What the government is doing to education in Cameroon is just another gimmick for its political survival. The government by establishing 50.000frs as registration or fees - whatever they choose to call it is just a blindfold in front of the naive Cameroonian. They use this issue politicaly and call it what they want as it is convenient. When the need arises they say education is free because the students pay only for registration. This goes in line with our constitution about giving free education to Cameroonians. It proves that the government respects the constitution.
Let me point out something here. There are Thousands of Camernians abroad with professional qualifications in almost all disciplines. If these people were invited back to Cameroon we won't have the need to get hooked up with foreign schools in expensive long distance programs for our children. Also if the government could take matter in its hands like a real government, they could easily provide accomodation for students in all the campuses at a fraction of the outrageous amounts landlords extort from students today. Living expenses too make exercerbate the problem. To slove this a stupid chancellor will try to negotiate with landlords to reduce rents. Why would government suggests to any investor what to charge for his products or services? As if the matter would end there, the taxation department does not give these landlords special tax breaks for housing students. People whose children too might be attending these universities invests in real estate, pay taxes, and the government comes and asks them to reduce rents for students. What does the government give to Cameroonians in return?

- Material supplied:
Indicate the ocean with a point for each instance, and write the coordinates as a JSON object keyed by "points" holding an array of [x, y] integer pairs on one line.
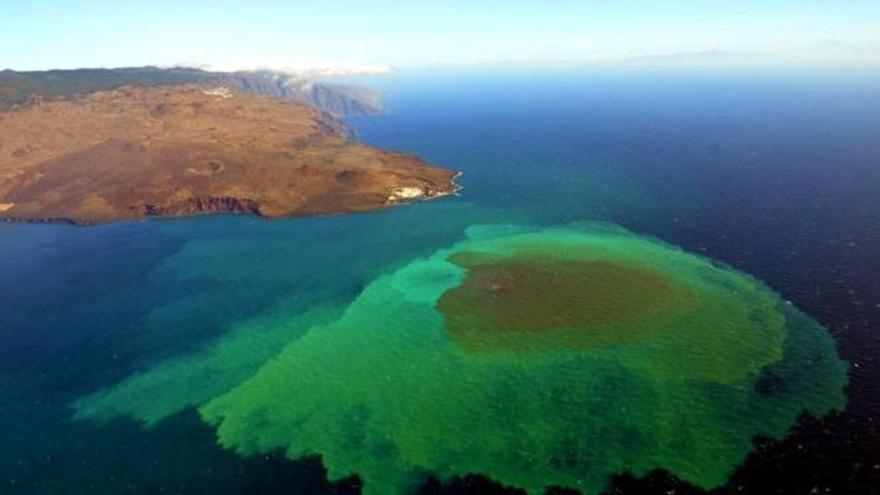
{"points": [[112, 337]]}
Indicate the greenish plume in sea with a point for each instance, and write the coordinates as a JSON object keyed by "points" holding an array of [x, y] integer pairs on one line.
{"points": [[536, 356]]}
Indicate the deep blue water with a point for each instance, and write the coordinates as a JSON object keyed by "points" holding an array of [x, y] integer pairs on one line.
{"points": [[777, 175]]}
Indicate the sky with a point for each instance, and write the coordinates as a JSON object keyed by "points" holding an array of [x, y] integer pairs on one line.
{"points": [[375, 34]]}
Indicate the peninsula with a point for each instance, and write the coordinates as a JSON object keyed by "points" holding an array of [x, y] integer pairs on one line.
{"points": [[171, 150]]}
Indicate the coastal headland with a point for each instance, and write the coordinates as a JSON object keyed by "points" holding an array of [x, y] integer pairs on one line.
{"points": [[136, 152]]}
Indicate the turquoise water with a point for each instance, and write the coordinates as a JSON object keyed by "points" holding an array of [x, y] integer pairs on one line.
{"points": [[768, 175]]}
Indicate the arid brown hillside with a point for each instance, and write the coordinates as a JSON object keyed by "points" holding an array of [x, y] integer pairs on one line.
{"points": [[137, 152]]}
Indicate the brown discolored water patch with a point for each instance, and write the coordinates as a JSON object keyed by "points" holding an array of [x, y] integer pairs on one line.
{"points": [[531, 300]]}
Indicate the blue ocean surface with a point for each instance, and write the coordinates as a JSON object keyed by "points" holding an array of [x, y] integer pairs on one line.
{"points": [[775, 174]]}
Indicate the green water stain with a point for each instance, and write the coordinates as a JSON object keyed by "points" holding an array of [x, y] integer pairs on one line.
{"points": [[388, 393], [192, 379]]}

- Description of the task:
Answer these questions using the passage on education in Cameroon.
(a) What amount does the government set as registration or fees?
(b) What does the passage say a chancellor will try to negotiate with landlords to do?
(c) What does the taxation department not give landlords?

- Response for this exercise:
(a) 50.000frs
(b) Reduce rents
(c) Special tax breaks for housing students